→ **INSTRUCTIONS**:
**a)** According to the Vilenica Cave text, in what year were the first tourists to the cave recorded?
**b)** Summarize the Vilenica Cave text in two sentences.
**c)** Retype the part of the Vilenica Cave text starting with "Cave in Sežana, Slovenia" and going on through "by Postojna Cave.".

→ **EXERCISE TEXT**:
• • • • •

Cave in Sežana, Slovenia

Vilenica Cave or Vilenica Cave at Lokev (Jama Vilenica pri Lokvi) is the oldest show cave in Europe. The first tourists to the cave were recorded in 1633. It is located next to the village of Lokev in the municipality of Sežana on the Karst Plateau in southwestern Slovenia.

==Natural environment==
Vilenica Cave is more than 1300 m in length, with a depth of 180 m, but tourists are only allowed into the first 450 m of the cave.

== History ==
Until the mid-19th century it was known as the biggest, most beautiful, and most frequently visited cave of the Classical Karst. It attracted artists such as Ferdinand Runk and Peter Fendi, who was awarded a gold medal in 1821 for his oil painting of the cave. Later it was surpassed by Postojna Cave.

Since 1986, the annual Vilenica International Literary Festival has taken place in the cave and in the towns and villages of the Karst and elsewhere. The event most commonly happens in the beginning of September. The central part of the festival is the conferral of the Vilenica Prize for literature by the Slovene Writers' Association. The award is bestowed in the cave's Plesna Hall (Plesna dvorana) on an author from Central Europe for his or her achievements in literary and essay writing.

• • • • •

→ **INFORMATION SUPPLIED**:
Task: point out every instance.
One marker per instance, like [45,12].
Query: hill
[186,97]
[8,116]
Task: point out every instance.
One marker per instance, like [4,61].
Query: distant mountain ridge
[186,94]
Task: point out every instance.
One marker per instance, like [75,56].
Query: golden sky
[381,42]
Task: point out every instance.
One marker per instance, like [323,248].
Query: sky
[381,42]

• • • • •

→ **SOLUTIONS TO THE EXERCISE**:
**a)** 1633

**b)** Vilenica Cave, next to the village of Lokev in the municipality of Sežana in southwestern Slovenia, is the oldest show cave in Europe, with its first tourists recorded in 1633. Since 1986 it has been one of the sites of the annual Vilenica International Literary Festival, whose Vilenica Prize is bestowed in the cave's Plesna Hall.

**c)**
Cave in Sežana, Slovenia

Vilenica Cave or Vilenica Cave at Lokev (Jama Vilenica pri Lokvi) is the oldest show cave in Europe. The first tourists to the cave were recorded in 1633. It is located next to the village of Lokev in the municipality of Sežana on the Karst Plateau in southwestern Slovenia.

==Natural environment==
Vilenica Cave is more than 1300 m in length, with a depth of 180 m, but tourists are only allowed into the first 450 m of the cave.

== History ==
Until the mid-19th century it was known as the biggest, most beautiful, and most frequently visited cave of the Classical Karst. It attracted artists such as Ferdinand Runk and Peter Fendi, who was awarded a gold medal in 1821 for his oil painting of the cave. Later it was surpassed by Postojna Cave.